== Stored dataset items ==
++++++++
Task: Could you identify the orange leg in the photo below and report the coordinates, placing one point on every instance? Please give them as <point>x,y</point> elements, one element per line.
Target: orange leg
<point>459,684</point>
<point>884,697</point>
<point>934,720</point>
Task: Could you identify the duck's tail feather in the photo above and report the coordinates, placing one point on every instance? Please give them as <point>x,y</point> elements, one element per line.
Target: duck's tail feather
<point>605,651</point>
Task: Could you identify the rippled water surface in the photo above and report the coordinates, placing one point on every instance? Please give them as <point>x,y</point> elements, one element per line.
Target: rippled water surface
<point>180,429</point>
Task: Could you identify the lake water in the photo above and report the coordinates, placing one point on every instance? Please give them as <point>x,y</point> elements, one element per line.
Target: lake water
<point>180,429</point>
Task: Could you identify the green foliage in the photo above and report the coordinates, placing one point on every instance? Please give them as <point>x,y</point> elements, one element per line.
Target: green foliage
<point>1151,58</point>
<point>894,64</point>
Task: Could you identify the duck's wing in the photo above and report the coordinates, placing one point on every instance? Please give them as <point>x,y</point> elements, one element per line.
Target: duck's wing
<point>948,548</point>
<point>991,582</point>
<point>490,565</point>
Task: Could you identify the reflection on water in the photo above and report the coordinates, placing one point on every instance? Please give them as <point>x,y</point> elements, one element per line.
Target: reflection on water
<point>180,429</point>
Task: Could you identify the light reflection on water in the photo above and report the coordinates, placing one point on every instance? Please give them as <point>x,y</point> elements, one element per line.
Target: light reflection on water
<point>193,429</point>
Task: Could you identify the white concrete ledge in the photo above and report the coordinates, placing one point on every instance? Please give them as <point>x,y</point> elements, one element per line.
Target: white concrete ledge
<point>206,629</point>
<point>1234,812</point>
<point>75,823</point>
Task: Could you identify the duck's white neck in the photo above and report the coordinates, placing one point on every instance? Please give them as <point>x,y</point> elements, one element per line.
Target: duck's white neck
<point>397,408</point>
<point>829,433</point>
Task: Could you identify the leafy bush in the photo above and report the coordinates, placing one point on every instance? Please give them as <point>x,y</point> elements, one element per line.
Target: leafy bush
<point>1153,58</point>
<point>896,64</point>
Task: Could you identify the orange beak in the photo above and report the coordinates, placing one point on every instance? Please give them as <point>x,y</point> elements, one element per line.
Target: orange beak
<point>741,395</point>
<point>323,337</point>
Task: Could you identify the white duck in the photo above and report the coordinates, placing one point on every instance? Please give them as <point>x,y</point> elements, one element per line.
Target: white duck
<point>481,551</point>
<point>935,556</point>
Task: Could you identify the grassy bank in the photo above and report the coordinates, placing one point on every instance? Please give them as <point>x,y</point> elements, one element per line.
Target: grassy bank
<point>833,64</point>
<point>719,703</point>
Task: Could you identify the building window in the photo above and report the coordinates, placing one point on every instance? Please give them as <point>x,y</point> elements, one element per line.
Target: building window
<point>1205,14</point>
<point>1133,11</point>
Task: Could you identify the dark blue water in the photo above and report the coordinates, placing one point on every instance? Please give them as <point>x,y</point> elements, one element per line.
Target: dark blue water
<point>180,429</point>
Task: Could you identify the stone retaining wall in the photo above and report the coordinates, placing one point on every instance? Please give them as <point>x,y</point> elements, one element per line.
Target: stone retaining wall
++++++++
== Directions for this task ==
Please repeat the rows above word for word, everything from the line containing "Task: Could you identify the grassy" down to the line containing "<point>719,703</point>", with both of those lines included.

== Exercise result ==
Task: Could you identify the grassy bank in the photo above and report the coordinates, placing one point on every instance? Please give them as <point>x,y</point> elements, one element per line.
Target: grassy bank
<point>833,64</point>
<point>719,703</point>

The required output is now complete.